ИСХОДНЫЙ ТЕКСТ:
•••••

Как выразится спустя семнадцать лет Андрей Белый в очерке «Арбат», «мужик есть явление очень странное даже: лаборатория, претворяющая ароматы навоза в цветы; (…); откровенно воняет и тем, и другим: и — навозом, и розою…» (журн. «Россия», 1924, № 1, с. 59; курсив автора).
В смиренный диалог с воображаемым провозвестником новой силы вступает К. Бальмонт — самый знаменитый и прославленный в начале века поэт, называвший всех других поэтов своими предтечами:
Исполин безмерной пашни,
Как тебя я назову?
— Что ты, бледный?
Что, вчерашний?
Ты во сне иль наяву?
Исполин безмерной нивы,
Отчего надменный ты?
— Не надменный, не спесивый,
Только любящий цветы.
Исполин безмерной риги,
Цвет и колос люб и мне.
— Полно, тень прочтённой книги,
Отойди-ка к стороне.
Именно Бальмонт станет вскоре для Клюева символом «обессилевшей волны» русской культуры, и молодой поэт действительно вступит с ним в открытый диалог… [4].
Итак, «явление» Клюева как будто предсказано, и к встрече с ним по-своему готовятся. Всё это впоследствии так или иначе повлияет и на создание образа поэта в представлениях современников, и на характер поведения самого Клюева.
Но что должен был почувствовать тот «вытегорский мужик», которого поэты Серебряного века словно заранее мифологизировали, когда он наконец появился в их среде? Искушение легкой победы ценою притворства или потребность оставаться самим собой? Неприятие навязываемой роли или стремление сыграть ее с наибольшей для себя выгодой? Самодовольство или страх? Нет, с самого начала обнаружилось другое: потребность в понимании и желание быть услышанным; непритворное достоинство человека, которому есть что сказать.
«Простите мою дерзость, — писал Клюев А. Блоку в 1907 году, — но мне кажется, что если бы у нашего брата было время для рождения образов, то они не уступали бы Вашим. (…)

•••••

СТРОКИ ДАННЫХ:
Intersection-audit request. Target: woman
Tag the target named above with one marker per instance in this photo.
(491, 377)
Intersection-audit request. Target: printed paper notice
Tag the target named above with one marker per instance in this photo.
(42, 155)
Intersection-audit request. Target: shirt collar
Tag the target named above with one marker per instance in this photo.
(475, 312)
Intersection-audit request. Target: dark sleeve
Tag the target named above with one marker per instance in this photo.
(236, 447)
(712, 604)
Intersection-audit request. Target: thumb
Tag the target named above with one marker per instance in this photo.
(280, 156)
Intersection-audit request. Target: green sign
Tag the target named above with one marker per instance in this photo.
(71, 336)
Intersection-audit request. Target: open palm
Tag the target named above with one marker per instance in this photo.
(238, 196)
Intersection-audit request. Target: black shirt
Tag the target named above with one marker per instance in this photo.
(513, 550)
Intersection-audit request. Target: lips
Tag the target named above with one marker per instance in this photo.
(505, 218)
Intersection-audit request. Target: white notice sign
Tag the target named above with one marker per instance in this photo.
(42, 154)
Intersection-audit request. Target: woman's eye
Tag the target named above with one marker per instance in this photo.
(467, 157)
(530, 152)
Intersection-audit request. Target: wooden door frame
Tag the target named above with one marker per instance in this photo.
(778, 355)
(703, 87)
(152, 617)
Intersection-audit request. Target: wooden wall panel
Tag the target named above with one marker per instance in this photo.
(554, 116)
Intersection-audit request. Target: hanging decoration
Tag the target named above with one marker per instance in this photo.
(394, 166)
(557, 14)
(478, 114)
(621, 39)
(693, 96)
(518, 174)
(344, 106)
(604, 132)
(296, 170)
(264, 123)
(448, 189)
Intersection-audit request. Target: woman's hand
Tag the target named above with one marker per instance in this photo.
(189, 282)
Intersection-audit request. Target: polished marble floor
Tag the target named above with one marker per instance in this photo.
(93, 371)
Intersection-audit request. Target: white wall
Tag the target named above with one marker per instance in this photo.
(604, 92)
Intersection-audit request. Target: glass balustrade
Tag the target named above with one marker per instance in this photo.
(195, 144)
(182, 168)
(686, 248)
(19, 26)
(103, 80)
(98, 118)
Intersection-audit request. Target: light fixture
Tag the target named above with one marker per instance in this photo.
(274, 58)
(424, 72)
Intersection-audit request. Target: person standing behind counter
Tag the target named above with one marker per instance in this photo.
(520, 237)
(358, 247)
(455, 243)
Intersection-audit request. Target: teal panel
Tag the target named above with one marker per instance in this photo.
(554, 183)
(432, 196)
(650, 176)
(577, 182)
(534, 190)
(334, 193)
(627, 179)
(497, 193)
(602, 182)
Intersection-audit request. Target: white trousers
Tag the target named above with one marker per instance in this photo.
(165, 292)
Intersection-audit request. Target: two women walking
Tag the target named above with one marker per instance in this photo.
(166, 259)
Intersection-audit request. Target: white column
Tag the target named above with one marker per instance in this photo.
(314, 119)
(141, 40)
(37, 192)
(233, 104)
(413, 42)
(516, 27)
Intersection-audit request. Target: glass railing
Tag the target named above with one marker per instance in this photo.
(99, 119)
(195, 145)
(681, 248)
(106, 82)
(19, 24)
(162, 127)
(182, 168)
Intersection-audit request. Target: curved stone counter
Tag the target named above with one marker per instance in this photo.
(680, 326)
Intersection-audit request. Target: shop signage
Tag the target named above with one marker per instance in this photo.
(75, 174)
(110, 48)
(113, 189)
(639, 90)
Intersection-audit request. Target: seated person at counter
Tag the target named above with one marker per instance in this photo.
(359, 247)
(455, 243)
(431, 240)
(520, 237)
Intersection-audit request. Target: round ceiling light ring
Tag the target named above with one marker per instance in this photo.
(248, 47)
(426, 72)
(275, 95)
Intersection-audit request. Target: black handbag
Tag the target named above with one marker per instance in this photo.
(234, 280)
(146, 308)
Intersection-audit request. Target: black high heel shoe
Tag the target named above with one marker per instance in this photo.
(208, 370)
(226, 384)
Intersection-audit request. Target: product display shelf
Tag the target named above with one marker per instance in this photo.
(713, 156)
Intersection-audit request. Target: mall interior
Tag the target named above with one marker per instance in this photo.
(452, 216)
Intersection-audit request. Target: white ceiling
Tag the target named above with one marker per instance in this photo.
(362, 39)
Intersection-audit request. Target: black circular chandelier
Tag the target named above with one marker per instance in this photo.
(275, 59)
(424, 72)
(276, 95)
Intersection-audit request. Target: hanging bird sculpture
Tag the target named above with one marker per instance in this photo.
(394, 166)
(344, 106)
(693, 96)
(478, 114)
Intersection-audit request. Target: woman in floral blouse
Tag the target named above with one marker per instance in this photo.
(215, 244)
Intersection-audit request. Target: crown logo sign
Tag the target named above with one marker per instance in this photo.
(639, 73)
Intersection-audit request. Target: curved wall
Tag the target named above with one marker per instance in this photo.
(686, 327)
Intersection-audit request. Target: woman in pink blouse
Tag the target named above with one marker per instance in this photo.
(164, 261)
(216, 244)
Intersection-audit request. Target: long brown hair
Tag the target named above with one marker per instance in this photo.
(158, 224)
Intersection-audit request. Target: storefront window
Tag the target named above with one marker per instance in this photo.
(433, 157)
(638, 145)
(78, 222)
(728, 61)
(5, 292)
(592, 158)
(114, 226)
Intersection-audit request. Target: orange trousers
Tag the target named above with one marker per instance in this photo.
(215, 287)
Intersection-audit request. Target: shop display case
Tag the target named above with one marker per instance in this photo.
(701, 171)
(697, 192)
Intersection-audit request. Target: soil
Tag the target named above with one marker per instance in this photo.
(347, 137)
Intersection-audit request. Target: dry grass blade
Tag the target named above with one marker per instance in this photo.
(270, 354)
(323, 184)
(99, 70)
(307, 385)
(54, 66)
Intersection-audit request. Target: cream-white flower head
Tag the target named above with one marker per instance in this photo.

•••••

ЗАДАНИЕ: Согласно исходному тексту, в каком году Клюев написал Блоку письмо со словами «Простите мою дерзость»?

ПРАВИЛЬНЫЙ ОТВЕТ: В 1907 году.